Page.
============================================================

Home Learning - No Computer Required

Learning for a range of subjects and abilities:

The BBC have plans to expand their educational resources and programmes. You might want to check out the following as they are developed:

  1. A daily educational programme for different key stages or year groups - with a complementary self-learning programme for students to follow, broadcast on BBC Red Button and made available on demand on BBC iPlayer.
  2. Increasing our educational programming on BBC iPlayer, bringing together the best from BBC Bitesize, BBC Teach and the wider BBC portfolio where educationally appropriate.
  3. BBC Four and BBC Red Button devoting a block of programming each weekday evening to show programmes that support the GCSE and A Level curriculum. In Scotland, the Scotland channel will support the Scottish NQs and Highers in daytime.

 

English

Read

Where possible, read as much as you can! Books, comics, news-papers. 

Writing ideas:

Keep a learning journal or diary describing what you are doing at home (include any life skills or home activities such as cooking, gardening or even playing games)

============================================================

Data shown.
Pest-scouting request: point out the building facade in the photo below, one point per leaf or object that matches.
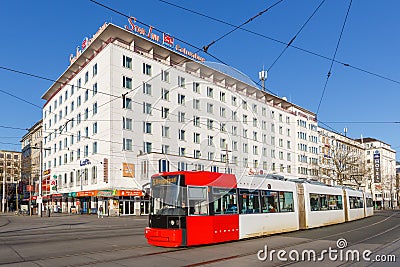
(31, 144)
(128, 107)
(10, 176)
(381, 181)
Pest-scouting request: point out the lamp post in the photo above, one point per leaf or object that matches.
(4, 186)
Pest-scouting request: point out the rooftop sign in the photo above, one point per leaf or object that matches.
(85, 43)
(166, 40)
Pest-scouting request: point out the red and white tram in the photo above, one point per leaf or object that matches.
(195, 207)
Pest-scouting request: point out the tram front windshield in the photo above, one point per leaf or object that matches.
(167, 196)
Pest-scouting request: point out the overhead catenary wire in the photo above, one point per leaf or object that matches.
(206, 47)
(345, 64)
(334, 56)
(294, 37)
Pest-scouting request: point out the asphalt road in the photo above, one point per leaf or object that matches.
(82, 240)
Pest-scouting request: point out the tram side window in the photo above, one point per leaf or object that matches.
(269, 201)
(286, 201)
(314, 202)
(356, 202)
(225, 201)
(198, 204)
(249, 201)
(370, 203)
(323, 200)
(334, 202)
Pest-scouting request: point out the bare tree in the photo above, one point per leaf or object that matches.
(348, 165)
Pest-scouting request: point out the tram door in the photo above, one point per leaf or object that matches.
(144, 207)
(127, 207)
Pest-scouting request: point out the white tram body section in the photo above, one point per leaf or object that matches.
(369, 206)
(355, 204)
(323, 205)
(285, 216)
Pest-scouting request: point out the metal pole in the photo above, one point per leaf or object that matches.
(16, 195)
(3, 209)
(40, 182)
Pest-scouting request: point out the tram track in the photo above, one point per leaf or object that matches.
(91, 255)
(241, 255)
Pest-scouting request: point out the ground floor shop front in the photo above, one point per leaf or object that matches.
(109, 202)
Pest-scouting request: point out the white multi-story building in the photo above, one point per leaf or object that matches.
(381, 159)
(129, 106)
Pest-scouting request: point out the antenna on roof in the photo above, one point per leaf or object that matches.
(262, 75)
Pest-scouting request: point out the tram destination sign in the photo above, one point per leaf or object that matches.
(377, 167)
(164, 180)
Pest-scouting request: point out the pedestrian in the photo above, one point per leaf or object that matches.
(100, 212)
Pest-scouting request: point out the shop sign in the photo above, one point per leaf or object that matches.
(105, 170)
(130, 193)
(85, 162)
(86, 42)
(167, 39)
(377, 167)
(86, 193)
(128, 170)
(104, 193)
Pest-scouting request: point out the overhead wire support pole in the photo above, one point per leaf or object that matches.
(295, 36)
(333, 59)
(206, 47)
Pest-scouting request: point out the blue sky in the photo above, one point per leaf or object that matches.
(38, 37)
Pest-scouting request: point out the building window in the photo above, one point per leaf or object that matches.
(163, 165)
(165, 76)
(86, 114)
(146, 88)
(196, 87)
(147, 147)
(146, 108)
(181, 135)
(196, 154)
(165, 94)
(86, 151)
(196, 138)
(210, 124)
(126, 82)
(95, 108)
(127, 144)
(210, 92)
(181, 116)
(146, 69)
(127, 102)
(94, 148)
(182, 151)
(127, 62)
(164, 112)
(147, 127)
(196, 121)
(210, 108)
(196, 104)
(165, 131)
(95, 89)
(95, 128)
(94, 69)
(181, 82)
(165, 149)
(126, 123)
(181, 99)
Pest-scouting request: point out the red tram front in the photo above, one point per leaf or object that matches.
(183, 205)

============================================================

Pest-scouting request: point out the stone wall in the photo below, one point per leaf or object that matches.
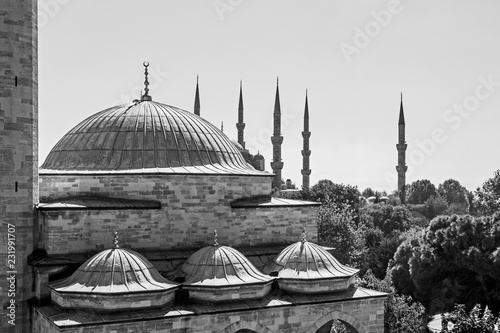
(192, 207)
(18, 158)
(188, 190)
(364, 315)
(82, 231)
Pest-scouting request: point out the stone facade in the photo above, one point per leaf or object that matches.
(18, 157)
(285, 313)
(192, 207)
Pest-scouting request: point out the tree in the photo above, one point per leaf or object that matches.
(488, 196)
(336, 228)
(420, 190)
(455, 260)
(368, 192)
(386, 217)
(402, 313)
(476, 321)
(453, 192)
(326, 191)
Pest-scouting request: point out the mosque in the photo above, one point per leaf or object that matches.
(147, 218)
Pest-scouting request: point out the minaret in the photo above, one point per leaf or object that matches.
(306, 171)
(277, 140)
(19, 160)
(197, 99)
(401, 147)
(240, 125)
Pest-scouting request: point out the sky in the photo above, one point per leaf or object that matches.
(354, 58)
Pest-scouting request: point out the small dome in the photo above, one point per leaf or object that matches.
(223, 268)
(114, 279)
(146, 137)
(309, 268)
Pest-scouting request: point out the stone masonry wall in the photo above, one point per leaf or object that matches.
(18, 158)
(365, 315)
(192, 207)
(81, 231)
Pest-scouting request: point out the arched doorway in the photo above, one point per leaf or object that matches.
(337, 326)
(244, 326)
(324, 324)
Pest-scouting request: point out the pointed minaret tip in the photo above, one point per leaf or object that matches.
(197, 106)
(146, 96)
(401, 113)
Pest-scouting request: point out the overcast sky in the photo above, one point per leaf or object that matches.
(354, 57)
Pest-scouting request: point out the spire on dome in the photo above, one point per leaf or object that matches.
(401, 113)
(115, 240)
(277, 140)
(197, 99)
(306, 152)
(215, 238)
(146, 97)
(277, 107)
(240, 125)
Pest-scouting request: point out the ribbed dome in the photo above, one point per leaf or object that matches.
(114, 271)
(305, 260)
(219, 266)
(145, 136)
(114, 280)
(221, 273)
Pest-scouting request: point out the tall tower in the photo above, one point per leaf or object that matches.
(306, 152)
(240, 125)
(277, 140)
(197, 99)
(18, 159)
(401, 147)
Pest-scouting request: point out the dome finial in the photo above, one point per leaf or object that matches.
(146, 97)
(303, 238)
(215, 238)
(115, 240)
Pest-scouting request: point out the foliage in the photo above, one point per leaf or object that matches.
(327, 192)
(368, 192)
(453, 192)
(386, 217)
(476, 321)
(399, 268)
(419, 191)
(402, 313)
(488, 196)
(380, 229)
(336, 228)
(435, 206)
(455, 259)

============================================================

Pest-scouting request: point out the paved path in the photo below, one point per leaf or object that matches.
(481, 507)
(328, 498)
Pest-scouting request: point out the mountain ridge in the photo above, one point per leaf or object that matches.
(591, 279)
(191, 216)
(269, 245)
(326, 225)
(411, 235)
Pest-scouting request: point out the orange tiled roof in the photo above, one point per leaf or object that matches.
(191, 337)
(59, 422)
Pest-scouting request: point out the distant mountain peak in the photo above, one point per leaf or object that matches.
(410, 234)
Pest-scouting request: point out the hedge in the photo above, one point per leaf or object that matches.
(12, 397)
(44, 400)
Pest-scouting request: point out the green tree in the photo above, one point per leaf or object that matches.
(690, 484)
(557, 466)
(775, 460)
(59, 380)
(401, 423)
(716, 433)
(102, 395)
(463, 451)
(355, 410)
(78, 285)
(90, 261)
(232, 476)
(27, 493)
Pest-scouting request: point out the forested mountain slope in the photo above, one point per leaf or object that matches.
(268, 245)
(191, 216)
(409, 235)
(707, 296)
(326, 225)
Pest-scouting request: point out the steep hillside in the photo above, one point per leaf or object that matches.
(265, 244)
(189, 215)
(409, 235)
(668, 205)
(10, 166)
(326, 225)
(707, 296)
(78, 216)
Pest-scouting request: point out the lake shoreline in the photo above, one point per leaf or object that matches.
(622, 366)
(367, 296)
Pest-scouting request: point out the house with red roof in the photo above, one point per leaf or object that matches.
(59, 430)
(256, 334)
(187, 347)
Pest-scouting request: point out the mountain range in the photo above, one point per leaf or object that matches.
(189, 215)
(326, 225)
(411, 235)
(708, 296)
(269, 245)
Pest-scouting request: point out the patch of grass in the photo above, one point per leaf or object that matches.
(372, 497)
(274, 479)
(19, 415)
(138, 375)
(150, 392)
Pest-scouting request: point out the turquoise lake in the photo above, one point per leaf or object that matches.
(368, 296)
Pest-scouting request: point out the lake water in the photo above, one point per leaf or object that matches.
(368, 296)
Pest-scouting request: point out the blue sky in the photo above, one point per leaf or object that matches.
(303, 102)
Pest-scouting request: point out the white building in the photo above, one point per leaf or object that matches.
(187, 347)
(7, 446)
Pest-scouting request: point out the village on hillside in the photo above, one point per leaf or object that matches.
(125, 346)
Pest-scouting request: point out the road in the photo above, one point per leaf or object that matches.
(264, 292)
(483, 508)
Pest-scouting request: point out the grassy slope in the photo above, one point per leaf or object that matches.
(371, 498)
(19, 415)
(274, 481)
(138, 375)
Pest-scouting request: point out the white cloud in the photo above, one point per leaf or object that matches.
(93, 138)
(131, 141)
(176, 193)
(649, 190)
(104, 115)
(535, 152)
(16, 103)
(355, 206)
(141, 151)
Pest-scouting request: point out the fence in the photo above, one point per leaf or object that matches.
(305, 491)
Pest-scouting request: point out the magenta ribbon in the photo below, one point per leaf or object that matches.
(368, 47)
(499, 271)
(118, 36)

============================================================

Short problem.
Answer these from the home learning page:
(a) Where will the daily educational programme be broadcast, and where will it be available on demand?
(b) In Scotland, which channel supports the Scottish NQs and Highers in daytime?
(c) What home activities does the page suggest including in a learning journal?
The lines have no connection to the home learning page.

Written solution.
(a) It will be broadcast on BBC Red Button and available on demand on BBC iPlayer.
(b) The Scotland channel.
(c) Cooking, gardening or even playing games.